*Work request*
Continue the text below about caring for someone with dementia, starting right after its final sentence.

*Excerpted text*
══════
The best way to deal with Dementia is by trying to empathize with the position of the person with Dementia. Try to imagine what it would feel like to lose your independence and be completely dependent on others.
What it would be like if you could no longer decide for yourself. What it would be like if you no longer understood the world around you.
Connect with their memories
If you are caregiving for your loved one or you are a professional caregiver, take advantage of strong long-term memories in people with early or mid-stage Dementia. Take advantage of their powerful and emotional ties to the past.
Use holidays and family get-togethers as an opportunity of reflection to try and connect with their past memories of the moment they loved.
Old movies, old songs, and even moments from their history can bring a smile to their faces and joy in their hearts. Reflecting on the past can make your loved one feel included in your celebration, less stressed about the new situation, and happy to be surrounded by family.
══════
*Information given*
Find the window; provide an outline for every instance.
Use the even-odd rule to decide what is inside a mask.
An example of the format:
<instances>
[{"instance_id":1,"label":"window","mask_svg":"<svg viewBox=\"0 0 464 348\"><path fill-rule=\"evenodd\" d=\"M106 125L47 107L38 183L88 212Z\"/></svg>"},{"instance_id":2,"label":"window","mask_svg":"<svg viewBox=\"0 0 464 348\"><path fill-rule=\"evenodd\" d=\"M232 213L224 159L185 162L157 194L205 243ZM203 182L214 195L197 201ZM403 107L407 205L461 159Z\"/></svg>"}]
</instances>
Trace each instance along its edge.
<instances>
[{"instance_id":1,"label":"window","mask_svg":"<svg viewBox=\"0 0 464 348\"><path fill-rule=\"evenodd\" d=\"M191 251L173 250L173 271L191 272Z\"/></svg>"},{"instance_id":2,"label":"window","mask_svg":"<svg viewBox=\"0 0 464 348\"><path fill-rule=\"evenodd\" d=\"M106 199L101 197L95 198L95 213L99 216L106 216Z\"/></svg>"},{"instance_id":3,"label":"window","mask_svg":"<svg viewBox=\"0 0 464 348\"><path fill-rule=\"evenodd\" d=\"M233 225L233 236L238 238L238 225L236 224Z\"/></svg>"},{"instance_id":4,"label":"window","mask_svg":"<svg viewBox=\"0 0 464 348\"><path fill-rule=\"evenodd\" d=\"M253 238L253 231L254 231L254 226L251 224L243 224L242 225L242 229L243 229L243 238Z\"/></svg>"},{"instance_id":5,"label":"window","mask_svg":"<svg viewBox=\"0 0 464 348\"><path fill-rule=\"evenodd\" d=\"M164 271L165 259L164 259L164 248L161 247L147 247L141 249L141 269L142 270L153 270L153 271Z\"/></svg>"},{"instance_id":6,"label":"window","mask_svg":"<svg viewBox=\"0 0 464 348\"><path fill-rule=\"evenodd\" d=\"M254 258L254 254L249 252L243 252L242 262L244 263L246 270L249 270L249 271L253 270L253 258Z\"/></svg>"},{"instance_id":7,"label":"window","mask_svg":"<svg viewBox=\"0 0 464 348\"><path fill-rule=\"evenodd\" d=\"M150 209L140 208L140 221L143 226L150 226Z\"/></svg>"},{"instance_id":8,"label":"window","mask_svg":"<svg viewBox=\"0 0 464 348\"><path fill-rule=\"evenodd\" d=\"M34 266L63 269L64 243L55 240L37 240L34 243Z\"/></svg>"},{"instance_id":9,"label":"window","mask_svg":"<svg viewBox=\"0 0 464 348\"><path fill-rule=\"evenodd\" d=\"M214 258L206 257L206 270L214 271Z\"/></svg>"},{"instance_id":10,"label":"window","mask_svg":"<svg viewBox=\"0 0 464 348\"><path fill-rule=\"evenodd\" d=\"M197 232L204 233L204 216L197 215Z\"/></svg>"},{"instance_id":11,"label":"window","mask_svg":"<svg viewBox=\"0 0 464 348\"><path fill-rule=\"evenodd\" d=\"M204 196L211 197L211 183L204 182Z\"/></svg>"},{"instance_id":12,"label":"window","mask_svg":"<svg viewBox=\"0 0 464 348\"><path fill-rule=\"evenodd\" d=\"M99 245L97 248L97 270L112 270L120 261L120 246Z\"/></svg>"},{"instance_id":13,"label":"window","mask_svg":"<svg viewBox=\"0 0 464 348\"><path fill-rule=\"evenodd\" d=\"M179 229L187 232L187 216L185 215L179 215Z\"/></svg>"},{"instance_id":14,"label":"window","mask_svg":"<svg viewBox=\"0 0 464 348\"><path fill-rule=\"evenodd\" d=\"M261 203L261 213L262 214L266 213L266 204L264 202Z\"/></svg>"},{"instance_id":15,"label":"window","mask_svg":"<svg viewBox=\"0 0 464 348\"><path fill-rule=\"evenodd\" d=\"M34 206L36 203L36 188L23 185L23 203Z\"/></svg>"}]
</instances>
══════
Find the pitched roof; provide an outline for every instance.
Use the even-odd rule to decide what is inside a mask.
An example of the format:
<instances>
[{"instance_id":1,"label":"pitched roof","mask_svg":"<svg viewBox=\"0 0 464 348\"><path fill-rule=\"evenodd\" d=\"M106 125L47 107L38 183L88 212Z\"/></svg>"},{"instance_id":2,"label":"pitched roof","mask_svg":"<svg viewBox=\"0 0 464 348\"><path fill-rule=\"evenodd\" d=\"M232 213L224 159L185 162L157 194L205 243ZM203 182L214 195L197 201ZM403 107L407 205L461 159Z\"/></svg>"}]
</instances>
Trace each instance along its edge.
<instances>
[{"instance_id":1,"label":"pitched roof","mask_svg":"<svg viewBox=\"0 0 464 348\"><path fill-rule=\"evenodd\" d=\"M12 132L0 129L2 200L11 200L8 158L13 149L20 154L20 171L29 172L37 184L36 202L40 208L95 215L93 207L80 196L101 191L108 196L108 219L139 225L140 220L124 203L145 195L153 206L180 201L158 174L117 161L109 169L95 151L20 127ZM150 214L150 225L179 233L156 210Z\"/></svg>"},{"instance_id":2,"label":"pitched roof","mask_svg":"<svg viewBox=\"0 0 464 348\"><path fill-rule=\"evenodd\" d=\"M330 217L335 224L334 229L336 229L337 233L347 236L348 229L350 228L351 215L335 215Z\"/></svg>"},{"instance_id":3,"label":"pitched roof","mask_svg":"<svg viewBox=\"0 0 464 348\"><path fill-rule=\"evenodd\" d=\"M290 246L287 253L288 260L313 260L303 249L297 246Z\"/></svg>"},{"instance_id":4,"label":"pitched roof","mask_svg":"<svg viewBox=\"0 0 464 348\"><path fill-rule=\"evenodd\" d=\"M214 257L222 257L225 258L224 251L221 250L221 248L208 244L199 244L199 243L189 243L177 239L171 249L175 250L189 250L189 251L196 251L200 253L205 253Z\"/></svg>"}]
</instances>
══════
*Response*
Keep talking to the person with Dementia, say short sentences. Don’t ask too much about the facts and events of today or yesterday.
For example, ask: “How was your day?” Or “Have you had a nice day?” Instead of “What did you do yesterday/today?”
Grab attention when you want to say something. Make eye contact and carefully place your hand on the arm of the person with dementia.
Do not make unexpected or rapid movements. Don’t approach a person with dementia from behind (he or she will be shocked because he can’t interpret the situation behind him or her). The ability to plan, understand and see cause/effect is gone.
Words and deeds
Support your words with deeds and keep it short and simple. People with Dementia listen less and less to the
Facial expressions, intonation, gestures, and posture are important. Also called body language.
The ability to imitate, mirroring is often still intact.
An example is a toothbrush. Give a person suffering from Dementia a toothbrush in his hand, or show it by brushing your teeth yourself or imitating the movement. In many cases they imitate you.
What I always do with my patients is to grab their hands and make dance and clap movements to the music together. The smiles on their faces and the clapping of their hands give them a few moments of recognition, which I see as a bit of luck in their world.
When dealing with a person suffering from any form of Dementia as a family or professional:
- Don’t test. “What did you eat yesterday?”
- Don’t lecture. “What is the name of the lady sitting next to you?”
- Don’t improve. “I just told you that, didn’t I?”
- Don’t argue. “No, that’s not your mother.”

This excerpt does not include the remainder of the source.